* **Request**
Present the entries below, from the first line through the one containing "x=70, y=203", as a Markdown table with columns "Row" and "Entry", numbering each line and skipping any blank ones.

* **Input rows**
___

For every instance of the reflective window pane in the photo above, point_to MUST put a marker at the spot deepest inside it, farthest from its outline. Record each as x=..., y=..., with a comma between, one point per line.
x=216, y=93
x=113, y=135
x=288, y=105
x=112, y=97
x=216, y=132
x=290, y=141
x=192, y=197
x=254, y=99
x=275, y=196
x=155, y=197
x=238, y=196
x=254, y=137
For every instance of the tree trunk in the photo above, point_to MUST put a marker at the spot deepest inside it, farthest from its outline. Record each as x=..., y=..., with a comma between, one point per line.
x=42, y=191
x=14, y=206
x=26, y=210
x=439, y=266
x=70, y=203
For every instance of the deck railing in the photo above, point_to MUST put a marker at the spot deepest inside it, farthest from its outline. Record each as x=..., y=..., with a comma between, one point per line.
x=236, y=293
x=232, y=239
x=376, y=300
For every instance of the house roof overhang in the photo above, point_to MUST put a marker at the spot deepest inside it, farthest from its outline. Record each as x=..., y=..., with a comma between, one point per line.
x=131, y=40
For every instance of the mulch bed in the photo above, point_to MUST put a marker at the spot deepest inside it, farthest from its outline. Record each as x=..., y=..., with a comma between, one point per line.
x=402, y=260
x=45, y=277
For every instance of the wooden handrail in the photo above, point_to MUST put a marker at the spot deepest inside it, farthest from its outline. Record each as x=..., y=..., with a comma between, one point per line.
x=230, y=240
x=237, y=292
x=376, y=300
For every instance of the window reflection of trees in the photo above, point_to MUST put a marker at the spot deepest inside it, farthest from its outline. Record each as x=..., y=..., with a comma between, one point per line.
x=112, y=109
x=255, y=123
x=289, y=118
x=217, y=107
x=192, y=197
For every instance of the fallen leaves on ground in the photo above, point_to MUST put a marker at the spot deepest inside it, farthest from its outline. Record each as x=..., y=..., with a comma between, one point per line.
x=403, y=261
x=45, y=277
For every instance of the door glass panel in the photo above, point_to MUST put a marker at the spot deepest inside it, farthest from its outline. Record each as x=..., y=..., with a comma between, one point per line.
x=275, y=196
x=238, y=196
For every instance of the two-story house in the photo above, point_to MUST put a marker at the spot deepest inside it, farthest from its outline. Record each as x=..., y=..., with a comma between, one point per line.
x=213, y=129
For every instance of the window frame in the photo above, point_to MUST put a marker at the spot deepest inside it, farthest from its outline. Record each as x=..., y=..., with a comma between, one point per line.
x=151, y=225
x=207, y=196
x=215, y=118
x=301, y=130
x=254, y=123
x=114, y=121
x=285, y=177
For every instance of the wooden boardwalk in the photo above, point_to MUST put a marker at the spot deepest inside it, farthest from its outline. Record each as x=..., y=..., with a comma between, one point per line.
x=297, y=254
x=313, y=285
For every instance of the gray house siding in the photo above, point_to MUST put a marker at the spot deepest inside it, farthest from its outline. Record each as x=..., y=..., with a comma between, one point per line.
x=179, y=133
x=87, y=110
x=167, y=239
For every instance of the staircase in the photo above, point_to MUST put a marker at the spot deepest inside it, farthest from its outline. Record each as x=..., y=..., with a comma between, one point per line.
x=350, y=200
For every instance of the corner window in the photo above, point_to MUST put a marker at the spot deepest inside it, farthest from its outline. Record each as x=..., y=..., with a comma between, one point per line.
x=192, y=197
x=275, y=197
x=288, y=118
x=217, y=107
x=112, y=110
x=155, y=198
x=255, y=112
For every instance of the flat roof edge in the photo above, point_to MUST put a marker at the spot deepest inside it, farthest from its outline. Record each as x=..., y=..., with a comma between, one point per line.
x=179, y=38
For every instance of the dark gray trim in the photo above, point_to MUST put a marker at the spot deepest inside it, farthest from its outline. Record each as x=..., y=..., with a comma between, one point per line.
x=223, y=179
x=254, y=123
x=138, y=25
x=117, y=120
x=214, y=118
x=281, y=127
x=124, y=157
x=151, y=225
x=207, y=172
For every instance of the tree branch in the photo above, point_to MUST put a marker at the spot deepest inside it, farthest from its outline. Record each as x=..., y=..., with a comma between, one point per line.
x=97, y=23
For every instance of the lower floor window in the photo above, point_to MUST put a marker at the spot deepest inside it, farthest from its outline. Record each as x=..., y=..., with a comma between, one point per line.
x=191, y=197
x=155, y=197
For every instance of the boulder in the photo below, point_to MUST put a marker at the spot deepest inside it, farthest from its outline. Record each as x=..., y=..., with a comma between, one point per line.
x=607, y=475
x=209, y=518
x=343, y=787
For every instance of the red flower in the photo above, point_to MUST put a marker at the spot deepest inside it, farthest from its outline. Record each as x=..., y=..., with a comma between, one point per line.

___

* **Result for this exercise**
| Row | Entry |
|---|---|
| 1 | For every instance of the reflective window pane in the photo above, point_to MUST put a marker at the spot deepest inside it, farthest from its outline. Record each as x=..., y=..., with a comma between, one point per line. |
| 2 | x=216, y=93 |
| 3 | x=113, y=135 |
| 4 | x=288, y=105 |
| 5 | x=112, y=97 |
| 6 | x=216, y=132 |
| 7 | x=290, y=141 |
| 8 | x=192, y=197 |
| 9 | x=254, y=99 |
| 10 | x=275, y=196 |
| 11 | x=155, y=197 |
| 12 | x=238, y=196 |
| 13 | x=254, y=137 |
| 14 | For every instance of the tree trunk in the photo above, point_to MUST put a marker at the spot deepest inside it, farthest from its outline. Record each as x=..., y=..., with a comma between, one point per line. |
| 15 | x=42, y=191 |
| 16 | x=14, y=206 |
| 17 | x=26, y=210 |
| 18 | x=439, y=266 |
| 19 | x=70, y=203 |